──────── Extracted material ────────

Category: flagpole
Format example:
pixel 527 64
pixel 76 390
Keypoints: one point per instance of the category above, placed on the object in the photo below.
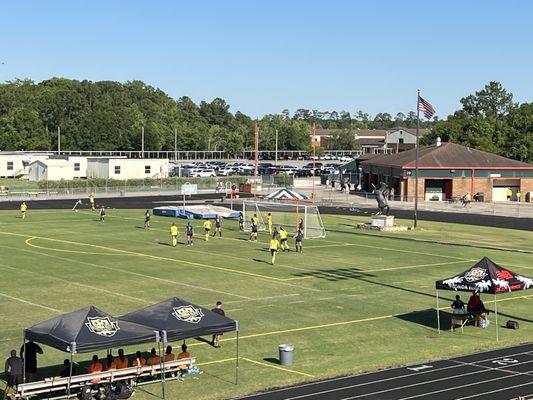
pixel 416 156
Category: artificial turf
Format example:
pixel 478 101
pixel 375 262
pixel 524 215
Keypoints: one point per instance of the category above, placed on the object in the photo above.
pixel 349 303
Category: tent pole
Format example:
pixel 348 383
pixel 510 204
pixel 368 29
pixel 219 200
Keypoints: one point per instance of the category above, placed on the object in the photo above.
pixel 24 358
pixel 72 345
pixel 237 359
pixel 496 317
pixel 438 312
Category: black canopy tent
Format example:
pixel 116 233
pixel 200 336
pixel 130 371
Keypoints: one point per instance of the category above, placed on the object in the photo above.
pixel 178 319
pixel 484 277
pixel 88 329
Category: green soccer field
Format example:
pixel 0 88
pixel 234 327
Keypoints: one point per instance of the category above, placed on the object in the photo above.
pixel 349 303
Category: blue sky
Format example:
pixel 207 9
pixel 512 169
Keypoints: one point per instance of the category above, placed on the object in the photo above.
pixel 265 56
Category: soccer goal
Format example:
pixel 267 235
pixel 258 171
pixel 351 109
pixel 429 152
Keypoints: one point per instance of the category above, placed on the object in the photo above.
pixel 286 214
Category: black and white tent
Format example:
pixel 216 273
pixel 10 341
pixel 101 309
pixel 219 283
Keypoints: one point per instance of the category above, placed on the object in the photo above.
pixel 285 194
pixel 178 319
pixel 88 329
pixel 484 277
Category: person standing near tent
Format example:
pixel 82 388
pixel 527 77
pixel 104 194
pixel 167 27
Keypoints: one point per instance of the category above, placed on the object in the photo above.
pixel 254 222
pixel 102 214
pixel 283 239
pixel 215 341
pixel 189 231
pixel 174 233
pixel 207 229
pixel 29 353
pixel 218 226
pixel 147 219
pixel 241 222
pixel 273 247
pixel 91 202
pixel 269 222
pixel 23 209
pixel 13 372
pixel 298 238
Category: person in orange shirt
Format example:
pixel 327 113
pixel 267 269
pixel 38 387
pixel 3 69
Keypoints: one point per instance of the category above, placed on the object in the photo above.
pixel 184 368
pixel 95 367
pixel 121 361
pixel 111 365
pixel 138 361
pixel 169 356
pixel 154 358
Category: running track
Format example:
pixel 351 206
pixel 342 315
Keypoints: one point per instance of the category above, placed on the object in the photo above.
pixel 499 374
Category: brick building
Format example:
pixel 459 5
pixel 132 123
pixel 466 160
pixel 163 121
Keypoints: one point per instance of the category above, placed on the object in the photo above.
pixel 450 170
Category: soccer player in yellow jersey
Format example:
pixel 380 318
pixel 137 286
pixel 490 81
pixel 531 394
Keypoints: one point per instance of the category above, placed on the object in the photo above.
pixel 207 227
pixel 91 201
pixel 274 246
pixel 283 239
pixel 255 222
pixel 269 222
pixel 174 233
pixel 23 209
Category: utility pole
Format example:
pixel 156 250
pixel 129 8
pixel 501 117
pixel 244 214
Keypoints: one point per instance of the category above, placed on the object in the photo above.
pixel 176 144
pixel 276 147
pixel 142 142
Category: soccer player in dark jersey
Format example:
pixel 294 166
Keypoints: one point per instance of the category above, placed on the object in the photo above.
pixel 190 233
pixel 218 226
pixel 147 219
pixel 298 239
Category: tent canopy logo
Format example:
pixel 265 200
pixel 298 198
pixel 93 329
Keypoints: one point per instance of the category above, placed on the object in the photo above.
pixel 188 314
pixel 102 326
pixel 475 274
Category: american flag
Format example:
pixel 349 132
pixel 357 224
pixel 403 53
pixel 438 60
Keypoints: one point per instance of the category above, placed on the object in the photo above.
pixel 425 107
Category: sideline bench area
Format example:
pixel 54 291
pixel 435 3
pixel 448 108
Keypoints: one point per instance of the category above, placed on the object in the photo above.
pixel 57 387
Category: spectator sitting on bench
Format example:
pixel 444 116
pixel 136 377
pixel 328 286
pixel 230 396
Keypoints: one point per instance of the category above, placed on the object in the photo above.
pixel 111 365
pixel 154 358
pixel 95 367
pixel 184 369
pixel 65 372
pixel 458 306
pixel 121 361
pixel 476 307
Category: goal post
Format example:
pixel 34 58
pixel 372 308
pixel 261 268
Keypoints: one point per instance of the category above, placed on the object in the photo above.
pixel 286 214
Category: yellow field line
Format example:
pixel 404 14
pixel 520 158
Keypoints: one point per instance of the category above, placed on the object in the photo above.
pixel 276 367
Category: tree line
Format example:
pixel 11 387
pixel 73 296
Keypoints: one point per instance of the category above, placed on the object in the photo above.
pixel 109 115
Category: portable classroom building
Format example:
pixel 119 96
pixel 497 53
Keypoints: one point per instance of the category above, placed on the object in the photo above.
pixel 127 168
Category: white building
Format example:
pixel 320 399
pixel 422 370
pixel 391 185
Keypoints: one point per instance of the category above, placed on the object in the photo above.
pixel 50 170
pixel 15 164
pixel 127 168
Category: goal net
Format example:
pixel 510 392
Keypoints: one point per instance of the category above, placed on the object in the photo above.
pixel 287 215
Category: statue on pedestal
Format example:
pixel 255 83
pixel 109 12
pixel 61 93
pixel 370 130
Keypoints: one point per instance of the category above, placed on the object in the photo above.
pixel 381 197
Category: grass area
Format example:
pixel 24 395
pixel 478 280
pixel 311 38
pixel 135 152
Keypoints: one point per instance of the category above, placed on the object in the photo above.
pixel 349 303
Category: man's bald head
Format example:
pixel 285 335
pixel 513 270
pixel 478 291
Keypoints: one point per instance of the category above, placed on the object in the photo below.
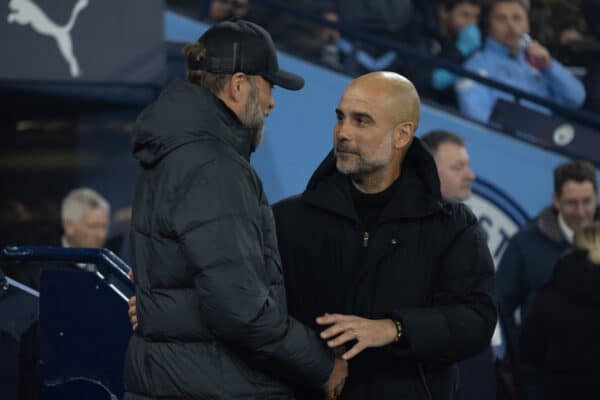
pixel 397 94
pixel 377 119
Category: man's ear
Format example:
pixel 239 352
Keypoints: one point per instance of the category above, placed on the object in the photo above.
pixel 403 134
pixel 234 86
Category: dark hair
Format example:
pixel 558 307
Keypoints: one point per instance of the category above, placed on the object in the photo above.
pixel 433 139
pixel 489 5
pixel 214 82
pixel 450 4
pixel 578 171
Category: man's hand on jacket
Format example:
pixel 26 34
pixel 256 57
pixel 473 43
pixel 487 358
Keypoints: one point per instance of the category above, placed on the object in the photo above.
pixel 366 332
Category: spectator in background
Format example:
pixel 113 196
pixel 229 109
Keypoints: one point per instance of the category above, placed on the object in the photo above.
pixel 477 379
pixel 528 262
pixel 85 219
pixel 458 37
pixel 452 161
pixel 561 331
pixel 591 11
pixel 509 57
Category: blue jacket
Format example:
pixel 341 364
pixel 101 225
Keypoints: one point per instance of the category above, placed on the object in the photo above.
pixel 555 83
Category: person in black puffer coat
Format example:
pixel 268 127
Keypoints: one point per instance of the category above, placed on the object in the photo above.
pixel 211 305
pixel 405 276
pixel 560 334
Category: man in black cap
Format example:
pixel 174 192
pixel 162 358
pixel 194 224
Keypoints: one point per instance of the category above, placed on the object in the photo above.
pixel 211 305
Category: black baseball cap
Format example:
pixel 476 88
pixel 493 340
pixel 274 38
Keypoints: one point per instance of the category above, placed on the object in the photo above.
pixel 242 46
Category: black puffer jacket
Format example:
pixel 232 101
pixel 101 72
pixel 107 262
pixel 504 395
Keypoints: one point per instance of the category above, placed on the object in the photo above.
pixel 426 264
pixel 213 321
pixel 560 334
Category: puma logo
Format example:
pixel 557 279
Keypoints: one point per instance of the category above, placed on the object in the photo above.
pixel 26 12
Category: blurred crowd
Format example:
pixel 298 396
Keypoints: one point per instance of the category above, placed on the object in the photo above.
pixel 549 48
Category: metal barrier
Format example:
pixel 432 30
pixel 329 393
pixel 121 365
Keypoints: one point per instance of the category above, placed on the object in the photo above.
pixel 75 347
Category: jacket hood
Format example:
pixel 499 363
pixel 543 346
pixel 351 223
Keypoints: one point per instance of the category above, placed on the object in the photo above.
pixel 184 113
pixel 418 193
pixel 578 278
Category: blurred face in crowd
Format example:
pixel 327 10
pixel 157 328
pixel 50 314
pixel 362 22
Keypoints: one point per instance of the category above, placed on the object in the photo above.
pixel 454 20
pixel 90 231
pixel 259 102
pixel 453 168
pixel 507 22
pixel 576 202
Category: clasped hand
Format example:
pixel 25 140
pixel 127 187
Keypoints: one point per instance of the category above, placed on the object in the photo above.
pixel 366 332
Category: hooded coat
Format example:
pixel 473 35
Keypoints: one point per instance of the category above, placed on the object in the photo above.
pixel 560 334
pixel 426 264
pixel 212 314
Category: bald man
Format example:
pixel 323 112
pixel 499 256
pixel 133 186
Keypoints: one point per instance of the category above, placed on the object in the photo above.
pixel 393 277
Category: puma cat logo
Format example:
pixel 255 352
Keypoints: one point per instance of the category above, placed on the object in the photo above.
pixel 26 12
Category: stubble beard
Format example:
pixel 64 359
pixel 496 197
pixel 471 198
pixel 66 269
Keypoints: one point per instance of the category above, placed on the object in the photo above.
pixel 359 166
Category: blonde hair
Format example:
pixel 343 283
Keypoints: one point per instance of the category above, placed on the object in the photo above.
pixel 588 238
pixel 194 53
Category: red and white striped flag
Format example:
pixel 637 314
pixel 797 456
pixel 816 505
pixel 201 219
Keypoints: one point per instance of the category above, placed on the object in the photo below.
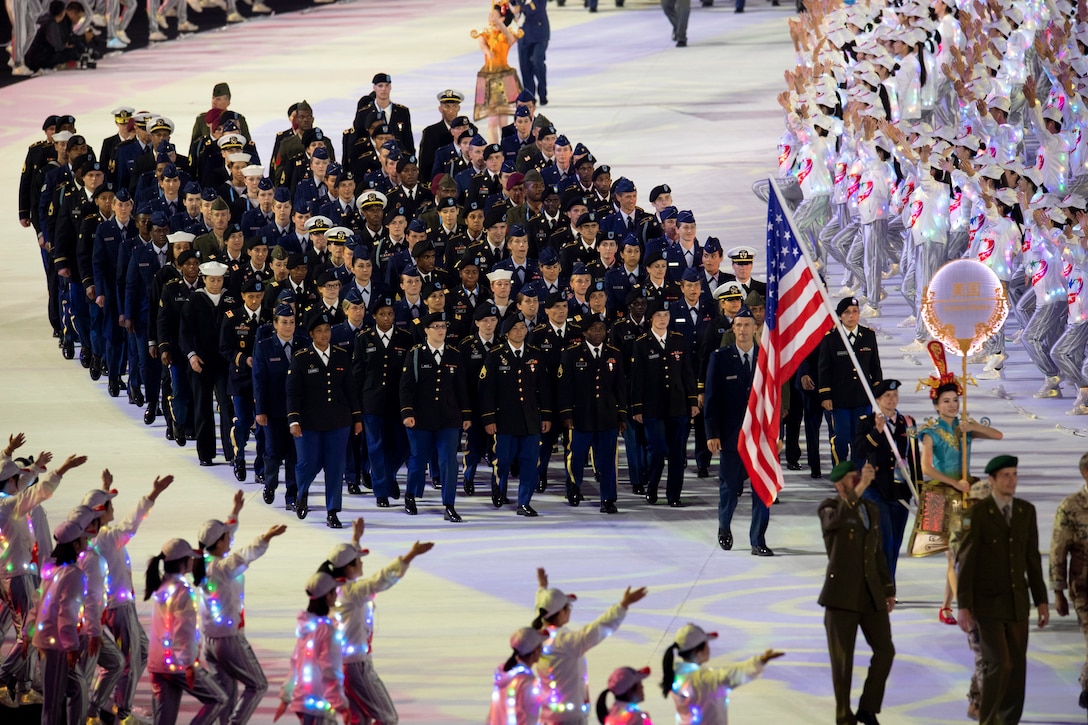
pixel 796 321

────────

• _Exercise directions_
Please extract, with no changes, the lines of the listing above from the line with "Category: hooded coat" to the line with "pixel 212 314", including both.

• _Result of the task_
Category: hooded coat
Format example:
pixel 473 35
Keypoints: one point per instance of the category above, placed on the object in the photo above.
pixel 560 334
pixel 426 264
pixel 212 314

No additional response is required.